------ DATASET CONTENT

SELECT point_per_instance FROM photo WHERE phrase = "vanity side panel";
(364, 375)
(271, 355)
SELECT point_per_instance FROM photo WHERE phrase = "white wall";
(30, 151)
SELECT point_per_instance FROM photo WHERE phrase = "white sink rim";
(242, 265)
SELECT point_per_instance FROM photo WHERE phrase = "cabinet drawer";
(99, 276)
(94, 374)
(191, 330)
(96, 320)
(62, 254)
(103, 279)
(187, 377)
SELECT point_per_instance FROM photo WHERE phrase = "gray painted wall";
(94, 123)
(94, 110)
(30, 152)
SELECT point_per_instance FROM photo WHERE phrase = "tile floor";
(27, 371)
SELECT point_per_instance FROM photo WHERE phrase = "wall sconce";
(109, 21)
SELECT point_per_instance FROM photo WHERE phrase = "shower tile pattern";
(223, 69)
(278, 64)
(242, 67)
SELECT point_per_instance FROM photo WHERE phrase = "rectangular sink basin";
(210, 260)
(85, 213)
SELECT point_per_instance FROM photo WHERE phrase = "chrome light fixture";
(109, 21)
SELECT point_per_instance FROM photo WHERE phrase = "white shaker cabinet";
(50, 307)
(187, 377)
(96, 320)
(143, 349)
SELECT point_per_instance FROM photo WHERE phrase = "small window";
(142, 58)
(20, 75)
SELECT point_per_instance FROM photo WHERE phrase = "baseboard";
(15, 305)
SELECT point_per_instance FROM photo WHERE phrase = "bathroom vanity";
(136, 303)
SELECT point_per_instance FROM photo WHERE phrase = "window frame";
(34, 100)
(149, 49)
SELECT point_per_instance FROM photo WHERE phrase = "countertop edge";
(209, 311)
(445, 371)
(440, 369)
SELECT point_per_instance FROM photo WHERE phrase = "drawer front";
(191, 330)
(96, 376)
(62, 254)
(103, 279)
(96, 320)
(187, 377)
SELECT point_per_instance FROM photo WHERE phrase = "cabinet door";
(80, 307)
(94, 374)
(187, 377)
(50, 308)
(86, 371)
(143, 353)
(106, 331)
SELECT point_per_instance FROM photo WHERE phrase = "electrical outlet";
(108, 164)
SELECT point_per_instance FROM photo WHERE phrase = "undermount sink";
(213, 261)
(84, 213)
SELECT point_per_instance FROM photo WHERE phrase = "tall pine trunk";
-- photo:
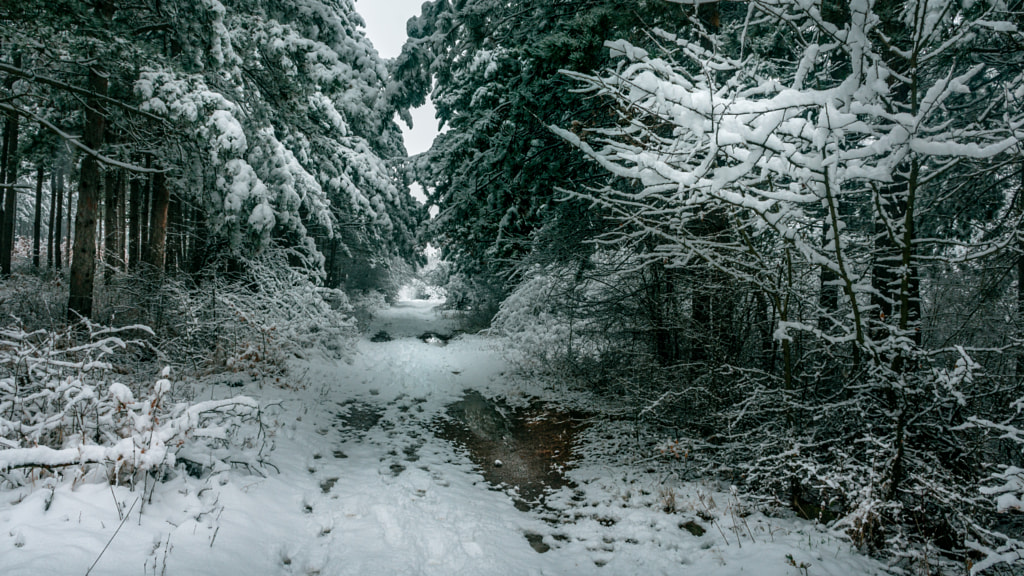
(10, 195)
(37, 223)
(83, 268)
(10, 160)
(157, 249)
(113, 255)
(50, 217)
(57, 209)
(134, 225)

------------

- [REQUIREMENTS]: Images must not appear in the copy; reproduce everything else in the records verbatim.

- [RESULT OF THIS EXERCISE]:
SELECT point_per_instance FROM photo WHERE phrase = "vanity side panel";
(364, 375)
(271, 355)
SELECT point_per_instance FROM photo WHERE phrase = "white wall";
(30, 151)
SELECT point_per_instance FROM photo WHERE phrase = "white sink rim";
(242, 265)
SELECT point_per_instance FROM photo WHERE phrase = "cabinet drawer";
(99, 276)
(94, 374)
(191, 330)
(96, 320)
(62, 254)
(103, 279)
(187, 377)
SELECT point_per_instance FROM photo WHERE phrase = "gray painted wall";
(94, 123)
(94, 110)
(30, 152)
SELECT point_per_instance FROM photo WHERE phrase = "tile floor";
(27, 371)
SELECT point_per_instance FROM photo WHERE phrase = "wall sconce";
(109, 21)
SELECT point_per_instance FROM photo WHERE phrase = "shower tile pattern";
(223, 69)
(278, 64)
(242, 67)
SELECT point_per_instance FROM photo WHERE phrase = "rectangular sink basin";
(210, 260)
(85, 213)
SELECT point_per_instance FROM photo WHERE phrase = "chrome light fixture";
(109, 21)
SELECT point_per_instance FROM photo WHERE phrase = "white shaker cabinet";
(50, 307)
(187, 377)
(96, 320)
(143, 349)
SELECT point_per_instance FROM photo WHERE phrase = "small window";
(142, 58)
(20, 75)
SELECT point_per_instance FROM photo WHERE phrase = "baseboard";
(15, 305)
SELECT point_per_instance FROM photo WHERE phrase = "bathroom vanity";
(136, 303)
SELECT point_per_instance FROM photo WHERE phrase = "window frame";
(34, 100)
(149, 49)
SELECT point_per_instance FROM photo WHERE phrase = "countertop edge";
(209, 311)
(445, 371)
(440, 369)
SELECT point_per_instance FROM photo WHERE phrase = "drawer front";
(191, 330)
(96, 376)
(62, 254)
(103, 279)
(96, 320)
(187, 377)
SELECT point_per_instance FROM photo WHERE phrase = "cabinet door";
(80, 307)
(94, 374)
(187, 377)
(50, 308)
(86, 371)
(143, 353)
(106, 331)
SELECT point_per_instance FROM photo WHERE phrase = "electrical outlet";
(108, 164)
SELECT point_per_instance FROM photo WHERE phrase = "undermount sink";
(213, 261)
(84, 213)
SELECT point_per_instance FROM photo WHERE phrase = "tall pine trunk";
-- photo:
(10, 195)
(37, 223)
(83, 268)
(10, 160)
(157, 249)
(113, 255)
(50, 217)
(57, 209)
(134, 225)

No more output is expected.